Task statement → Rename every "pin" in the data below to "marker", keeping everything else unchanged. Omit the pictures from your answer.

(Point placement data)
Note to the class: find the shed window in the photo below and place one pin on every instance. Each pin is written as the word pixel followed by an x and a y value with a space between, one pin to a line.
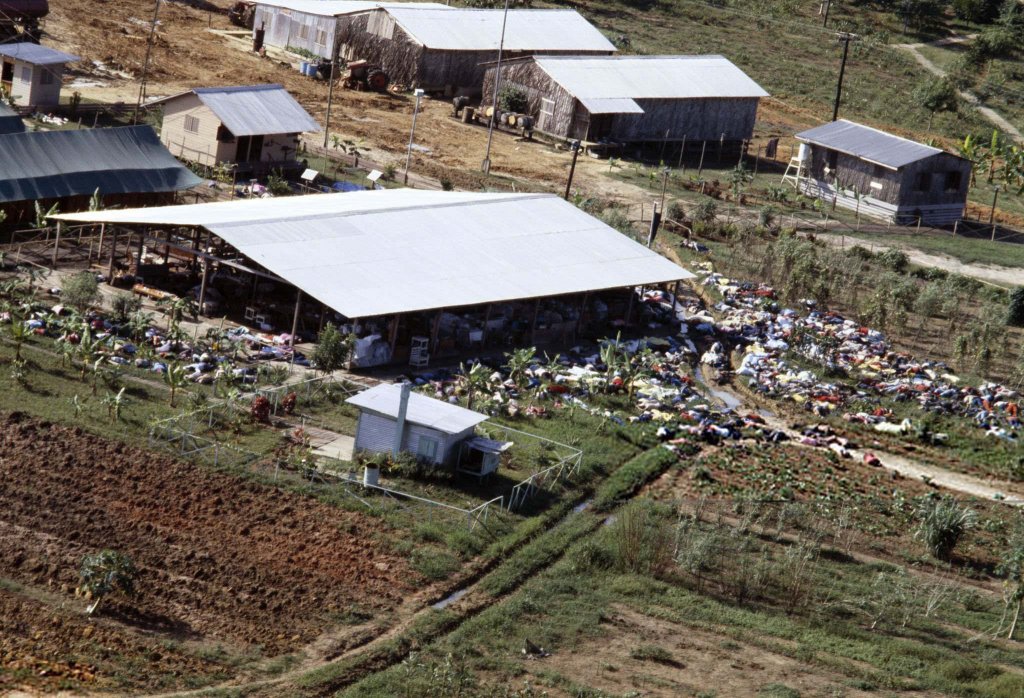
pixel 427 448
pixel 832 161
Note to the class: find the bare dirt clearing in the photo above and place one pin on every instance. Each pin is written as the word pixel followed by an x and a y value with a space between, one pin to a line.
pixel 221 560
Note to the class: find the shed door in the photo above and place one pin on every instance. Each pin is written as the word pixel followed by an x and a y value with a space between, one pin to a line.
pixel 546 120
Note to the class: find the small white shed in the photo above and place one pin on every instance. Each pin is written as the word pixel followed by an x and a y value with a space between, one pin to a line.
pixel 431 429
pixel 32 74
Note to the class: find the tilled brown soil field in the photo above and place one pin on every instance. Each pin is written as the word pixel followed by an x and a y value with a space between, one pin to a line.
pixel 222 560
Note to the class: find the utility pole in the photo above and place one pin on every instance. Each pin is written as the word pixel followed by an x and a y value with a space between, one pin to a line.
pixel 846 38
pixel 485 166
pixel 576 154
pixel 145 63
pixel 330 89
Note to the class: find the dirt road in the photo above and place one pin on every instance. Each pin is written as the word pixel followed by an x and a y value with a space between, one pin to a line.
pixel 1000 275
pixel 989 114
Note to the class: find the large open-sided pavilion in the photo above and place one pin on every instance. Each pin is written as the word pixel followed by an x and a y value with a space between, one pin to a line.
pixel 413 273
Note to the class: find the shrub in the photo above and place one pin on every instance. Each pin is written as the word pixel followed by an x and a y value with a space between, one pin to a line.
pixel 894 259
pixel 512 98
pixel 1015 311
pixel 333 349
pixel 260 409
pixel 81 291
pixel 652 653
pixel 706 210
pixel 941 524
pixel 124 306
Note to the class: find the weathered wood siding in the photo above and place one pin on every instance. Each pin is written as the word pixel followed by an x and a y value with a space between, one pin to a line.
pixel 694 119
pixel 285 28
pixel 201 146
pixel 28 87
pixel 374 36
pixel 710 119
pixel 554 116
pixel 896 195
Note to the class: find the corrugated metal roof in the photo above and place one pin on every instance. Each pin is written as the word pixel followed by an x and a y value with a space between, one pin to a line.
pixel 480 30
pixel 660 77
pixel 423 410
pixel 867 143
pixel 36 54
pixel 333 8
pixel 376 253
pixel 610 105
pixel 254 110
pixel 10 122
pixel 57 164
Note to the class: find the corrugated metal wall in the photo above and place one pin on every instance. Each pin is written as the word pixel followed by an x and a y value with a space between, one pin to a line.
pixel 374 433
pixel 286 28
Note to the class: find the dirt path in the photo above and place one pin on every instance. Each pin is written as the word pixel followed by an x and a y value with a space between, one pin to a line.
pixel 1001 275
pixel 989 114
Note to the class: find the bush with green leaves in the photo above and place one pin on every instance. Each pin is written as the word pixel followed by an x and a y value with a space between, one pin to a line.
pixel 941 524
pixel 333 349
pixel 512 98
pixel 103 573
pixel 894 259
pixel 1015 310
pixel 706 210
pixel 80 291
pixel 124 306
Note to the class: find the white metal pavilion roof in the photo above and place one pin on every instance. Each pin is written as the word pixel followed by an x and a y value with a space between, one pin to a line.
pixel 376 253
pixel 480 30
pixel 334 8
pixel 36 54
pixel 610 84
pixel 867 143
pixel 385 398
pixel 254 110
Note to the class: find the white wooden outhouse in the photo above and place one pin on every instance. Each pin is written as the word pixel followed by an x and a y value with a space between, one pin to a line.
pixel 431 430
pixel 31 74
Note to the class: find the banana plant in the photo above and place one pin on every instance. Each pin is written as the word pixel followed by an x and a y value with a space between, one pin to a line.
pixel 174 379
pixel 114 403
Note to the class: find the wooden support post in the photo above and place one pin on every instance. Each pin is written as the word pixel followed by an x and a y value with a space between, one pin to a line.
pixel 99 248
pixel 583 309
pixel 114 252
pixel 56 245
pixel 203 284
pixel 486 318
pixel 295 321
pixel 138 254
pixel 394 332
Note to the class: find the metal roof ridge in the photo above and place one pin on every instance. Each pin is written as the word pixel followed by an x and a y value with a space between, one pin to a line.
pixel 365 211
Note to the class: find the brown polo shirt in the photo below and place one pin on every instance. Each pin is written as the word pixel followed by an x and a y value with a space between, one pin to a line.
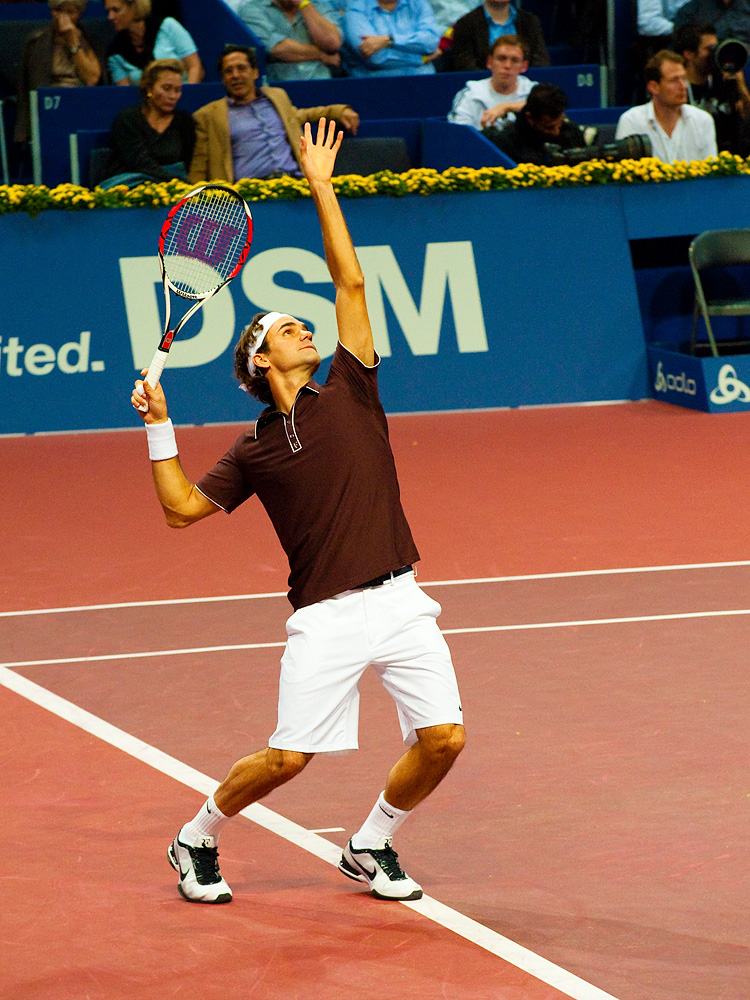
pixel 326 477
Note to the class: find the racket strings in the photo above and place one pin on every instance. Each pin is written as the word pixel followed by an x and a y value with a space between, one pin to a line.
pixel 205 242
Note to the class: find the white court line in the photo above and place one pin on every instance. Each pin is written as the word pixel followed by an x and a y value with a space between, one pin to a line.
pixel 522 627
pixel 422 583
pixel 511 952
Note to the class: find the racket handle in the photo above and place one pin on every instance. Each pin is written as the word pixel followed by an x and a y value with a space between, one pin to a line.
pixel 153 376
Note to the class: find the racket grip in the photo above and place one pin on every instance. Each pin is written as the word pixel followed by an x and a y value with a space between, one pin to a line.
pixel 155 369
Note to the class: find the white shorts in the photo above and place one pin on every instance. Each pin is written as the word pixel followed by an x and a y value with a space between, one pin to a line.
pixel 330 644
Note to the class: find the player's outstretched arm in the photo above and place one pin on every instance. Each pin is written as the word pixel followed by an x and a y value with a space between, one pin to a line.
pixel 317 159
pixel 181 502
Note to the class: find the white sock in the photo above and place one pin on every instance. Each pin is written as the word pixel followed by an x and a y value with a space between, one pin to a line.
pixel 207 823
pixel 382 822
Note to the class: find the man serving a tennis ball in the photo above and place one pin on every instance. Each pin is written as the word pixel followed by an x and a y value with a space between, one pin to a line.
pixel 320 462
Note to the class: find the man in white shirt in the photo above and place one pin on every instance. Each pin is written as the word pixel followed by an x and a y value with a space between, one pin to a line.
pixel 677 130
pixel 486 102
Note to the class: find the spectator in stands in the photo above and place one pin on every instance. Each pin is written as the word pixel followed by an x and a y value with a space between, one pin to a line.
pixel 677 130
pixel 253 131
pixel 142 37
pixel 474 33
pixel 656 18
pixel 730 18
pixel 390 37
pixel 542 121
pixel 655 24
pixel 153 140
pixel 61 54
pixel 486 102
pixel 447 12
pixel 301 37
pixel 724 95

Result of this exercise →
Note to the class: find the shed window in the photo below and place one marker on every instance. Each marker is written as the word pixel followed by an x and a y value with a space between, one marker to a line.
pixel 427 448
pixel 832 161
Note to the class: find the bare dirt clearing in the photo above and place one marker on every instance. Each marker is written as the word pixel followed by an x and a y value with a space between, one marker to a line.
pixel 221 560
Note to the class: find the shed door in the photo above and place one marker on every instance. Each marker is written as the word pixel followed by an x and a y value with a space between, one marker to a line.
pixel 546 120
Note to the class: find the small white shed in the photo above and place one marker on every instance. Each marker is written as the word pixel followed by an x and a y value with a space between, one marker to a line.
pixel 431 429
pixel 32 74
Note to the class: find the tilled brown soil field in the photo above and place one marker on every instance. Each marker is written as the word pixel followed by an x and a y value with a space between, one marker to a line.
pixel 222 560
Note to the class: find the utility pole in the photo above and place one marker on every instance. Each marker is written as the word pixel followed by an x and a y value with a space between, one marker to a line.
pixel 846 38
pixel 485 166
pixel 576 154
pixel 145 63
pixel 330 89
Note to the class: find the dirt road in the photo above and place one marker on every instance. Each marker is written as the word pixel followed by an x and a y value with a space between, one marker to a line.
pixel 1000 275
pixel 989 114
Note to the class: find the large open-sided pavilion in the photo above and place one marker on every instance. Each marker is written as the word pixel followed by an x and a y value with a space between, one marker to a line.
pixel 413 273
Note to the class: find the shrub in the photo above and place one marker on every instance. Each marker is written as the word pixel followed by an x and a y value with a space between, one marker to a line.
pixel 894 259
pixel 512 98
pixel 1015 311
pixel 333 349
pixel 260 409
pixel 81 291
pixel 652 653
pixel 706 210
pixel 941 524
pixel 124 306
Note to the class: find the weathered wood siding in the photo above and place one marker on every instance. Each marker is written as the word pixel followed by an x and a y value with a space between, one marker to a line.
pixel 694 119
pixel 285 28
pixel 201 146
pixel 28 87
pixel 374 36
pixel 710 119
pixel 554 116
pixel 896 195
Note to the class: find the corrugated metal roof in the photo above and place one marker on every instance. Each marker is written as the word pixel followed by an x and a y value with a space between, one marker to a line.
pixel 480 30
pixel 660 77
pixel 423 410
pixel 867 143
pixel 36 54
pixel 333 8
pixel 376 253
pixel 610 105
pixel 254 110
pixel 10 122
pixel 57 164
Note to the class: find the corrugated metal wall in the photo above and place one marker on every instance. Each marker is written as the word pixel followed by an x and a y value with a space between, one marker to a line.
pixel 374 433
pixel 286 28
Note to the class: find the dirt path in the photo above and place one marker on every instance. Each marker is written as the word pixel followed by an x and a y value with a space between, one marker to a line.
pixel 1001 275
pixel 989 114
Note to the class: find the bush with green leaves in the photo above and place one marker on every instance. Each marker is written as the word pixel followed by an x and a y value with a space between, one marker to a line.
pixel 941 524
pixel 333 349
pixel 512 98
pixel 103 573
pixel 894 259
pixel 1015 310
pixel 706 210
pixel 80 291
pixel 124 306
Note to the class: find the white metal pavilion roof in the photo above and place one marker on every instance. Each marker is written as the word pixel followed by an x and a y value with a space between, one marker to a line.
pixel 376 253
pixel 480 30
pixel 334 8
pixel 36 54
pixel 610 84
pixel 867 143
pixel 385 398
pixel 254 110
Note to the class: find the white wooden outhouse in the photo above and place one marker on every instance. Each marker is written as the word pixel followed by an x and a y value with a space between, one marker to a line.
pixel 431 430
pixel 31 74
Note to the class: find the banana plant in the photo above and place one marker on every instance. Each marker is written as the word pixel followed by an x and a y value with a space between, one marker to a line.
pixel 174 379
pixel 114 403
Note to the class: find the wooden support post in the photo above and place one marker on every instance. Each marker is written as the word pixel followed by an x and a y value with a space between, one marker to a line.
pixel 99 248
pixel 583 309
pixel 114 252
pixel 56 245
pixel 203 284
pixel 486 318
pixel 295 321
pixel 138 254
pixel 394 332
Note to the class: find the metal roof ridge in the photo above and place one marker on every instance. Each marker is written as the word pixel followed by an x and a y value with a space between, one marker to a line.
pixel 365 211
Note to the class: find the brown polo shirt in the photo below and place one marker on every instance. Each marker is written as the word pixel followed by an x and a y value with a space between, one marker to a line.
pixel 326 477
Note to the class: find the racket strings in the photo above and place one marker on every instance. Each marker is written as the word pixel followed by an x and a y value with a space between, one marker to a line.
pixel 205 242
Note to the class: find the white court line in the photo above and place one marker on every instance. Each marker is written as the word pixel followed by an x and a y value with a space between, one marker to a line.
pixel 522 627
pixel 422 583
pixel 511 952
Note to the class: find the racket handle in the photo above and place one marker on every instance. Each marker is written as the word pixel followed by an x and a y value with a space between, one marker to a line.
pixel 153 376
Note to the class: find the racket grip in the photo above and place one marker on every instance. Each marker is written as the word pixel followed by an x and a y value with a space between, one marker to a line.
pixel 155 369
Note to the class: find the white shorts in the photo above and place one marker on every instance. Each marker is written as the word pixel followed by an x and a y value with a space between, one marker to a line.
pixel 330 644
Note to the class: find the player's outstretched arm in the photo above and place one marker on every instance. Each marker is written as the word pixel followed by an x and a y value with a space between, one marker to a line.
pixel 317 159
pixel 181 502
Note to the class: find the white sock in the photo above and place one marker on every instance. Each marker is written as the word pixel followed by an x and a y value with a space between, one marker to a line.
pixel 207 823
pixel 382 822
Note to the class: find the man serving a tennis ball in the photo above and place one marker on every instance. Each marker is written as the word pixel followed by an x and a y value with a space between, one marker to a line.
pixel 320 462
Note to the class: find the man in white shirt in the photo above and place one marker on every instance. Each marker is written as the word pixel followed by an x and a y value with a space between, one marker to a line.
pixel 677 130
pixel 486 102
Note to the class: find the spectator in stands in the photo above and place one marker on every instance. Each marker is written as the word pixel followed by an x and a y value with a space between, one marker to a line.
pixel 677 130
pixel 253 131
pixel 142 37
pixel 474 33
pixel 656 18
pixel 730 18
pixel 390 37
pixel 542 121
pixel 655 24
pixel 153 140
pixel 61 54
pixel 486 102
pixel 447 12
pixel 301 37
pixel 724 95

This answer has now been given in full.